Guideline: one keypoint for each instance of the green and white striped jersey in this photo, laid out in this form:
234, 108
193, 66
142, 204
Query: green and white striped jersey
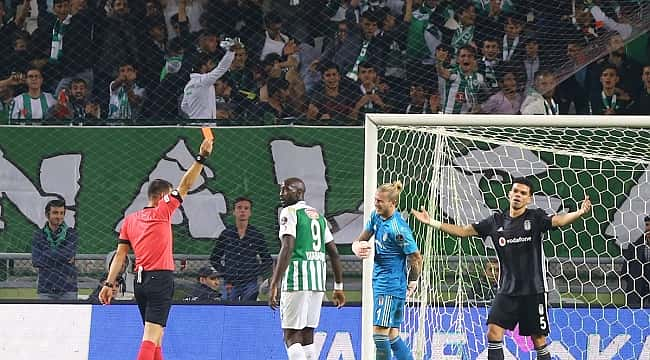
462, 91
307, 267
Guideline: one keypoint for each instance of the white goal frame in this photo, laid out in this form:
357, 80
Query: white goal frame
373, 121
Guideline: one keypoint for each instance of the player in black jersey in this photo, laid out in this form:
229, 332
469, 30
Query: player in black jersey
517, 237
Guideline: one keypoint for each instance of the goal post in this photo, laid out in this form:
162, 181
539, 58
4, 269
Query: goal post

→ **Task statement**
Reproduce all of the material with every occurrence of "jersey" replaced by "shirt", changing nothing else, and omit the pictures.

→ **Task result**
Guideline: one keypoint for each instance of the green and white striped shirt in this photo, laid out in this form:
234, 108
193, 66
142, 204
Query: green and white striped shirt
462, 91
307, 267
Guideline: one keypoint for each instance of the white goal frame in this photo, laid out in this form:
357, 80
Query: white goal frame
373, 121
Guideline: one keypoint for each instance of the player in black shirt in this photo, laid out in this form:
229, 332
469, 30
Query: player in black shirt
517, 237
Guideline: one keypoint for each instance of the goal post in this photo, laid out in this form:
162, 181
539, 58
4, 269
Query: goal post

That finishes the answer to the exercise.